------ Entries supplied

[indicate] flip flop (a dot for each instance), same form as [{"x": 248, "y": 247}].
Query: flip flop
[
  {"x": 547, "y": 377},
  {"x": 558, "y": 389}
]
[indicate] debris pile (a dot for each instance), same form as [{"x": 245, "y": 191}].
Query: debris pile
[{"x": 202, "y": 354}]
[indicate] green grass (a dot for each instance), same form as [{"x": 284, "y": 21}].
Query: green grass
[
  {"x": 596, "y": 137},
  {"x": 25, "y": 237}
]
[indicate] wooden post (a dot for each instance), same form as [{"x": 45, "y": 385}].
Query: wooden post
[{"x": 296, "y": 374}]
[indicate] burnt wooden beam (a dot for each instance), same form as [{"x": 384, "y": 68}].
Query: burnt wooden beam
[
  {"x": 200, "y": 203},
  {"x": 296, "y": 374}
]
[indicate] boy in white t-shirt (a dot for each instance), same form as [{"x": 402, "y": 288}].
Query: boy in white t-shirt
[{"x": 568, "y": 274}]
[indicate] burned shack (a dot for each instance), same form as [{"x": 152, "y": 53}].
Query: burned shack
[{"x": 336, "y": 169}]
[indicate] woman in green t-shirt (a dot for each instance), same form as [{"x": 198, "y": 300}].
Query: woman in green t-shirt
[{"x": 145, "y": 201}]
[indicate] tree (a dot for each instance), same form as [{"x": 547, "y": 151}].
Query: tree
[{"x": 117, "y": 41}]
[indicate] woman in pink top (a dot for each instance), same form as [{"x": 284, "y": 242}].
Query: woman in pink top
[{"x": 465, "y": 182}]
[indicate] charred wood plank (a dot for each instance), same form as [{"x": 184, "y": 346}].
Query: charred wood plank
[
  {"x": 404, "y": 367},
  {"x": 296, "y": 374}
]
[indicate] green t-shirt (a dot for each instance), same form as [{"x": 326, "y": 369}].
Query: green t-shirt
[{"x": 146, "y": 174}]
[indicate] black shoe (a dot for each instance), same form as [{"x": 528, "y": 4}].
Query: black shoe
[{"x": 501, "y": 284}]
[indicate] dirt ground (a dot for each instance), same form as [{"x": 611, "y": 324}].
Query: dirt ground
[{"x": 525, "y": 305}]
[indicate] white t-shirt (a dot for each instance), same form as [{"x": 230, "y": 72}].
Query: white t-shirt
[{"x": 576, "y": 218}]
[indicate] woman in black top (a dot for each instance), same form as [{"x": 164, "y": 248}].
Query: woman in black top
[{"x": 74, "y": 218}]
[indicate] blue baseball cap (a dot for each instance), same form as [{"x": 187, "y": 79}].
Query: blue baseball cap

------------

Goal:
Can you copy the material word for word, beginning at the line that contains "[indicate] woman in green" and continuing through the final line of the material?

Solution:
[indicate] woman in green t-shirt (a dot for each instance), same form as [{"x": 198, "y": 300}].
Query: woman in green t-shirt
[{"x": 145, "y": 201}]
[indicate] tree (a dot for each instance), same form as [{"x": 547, "y": 151}].
Query: tree
[{"x": 117, "y": 41}]
[indicate] woman in pink top (a dot for each instance), same form as [{"x": 284, "y": 242}].
Query: woman in pink top
[{"x": 465, "y": 182}]
[indicate] charred wood plank (a dot for each instance), same form as [{"x": 184, "y": 346}].
Query: charred wood plank
[
  {"x": 404, "y": 367},
  {"x": 296, "y": 374}
]
[indicate] green t-shirt (a dot for each instance), same form as [{"x": 326, "y": 369}].
Query: green t-shirt
[{"x": 146, "y": 174}]
[indicate] black shoe (a dot for each instance), same form as [{"x": 528, "y": 4}].
Query: black shoe
[{"x": 501, "y": 284}]
[indicate] dirt ground (a dot for each instance), same form as [{"x": 611, "y": 324}].
Query: dirt ground
[{"x": 525, "y": 305}]
[indicate] white t-shirt (a dot for each instance), same form as [{"x": 230, "y": 72}].
Query: white t-shirt
[{"x": 576, "y": 218}]
[indicate] woman in black top (a dot for each instance), same form as [{"x": 164, "y": 248}].
Query: woman in black top
[{"x": 74, "y": 218}]
[indicate] blue baseball cap (a dot for each instance), same form as [{"x": 187, "y": 79}].
Query: blue baseball cap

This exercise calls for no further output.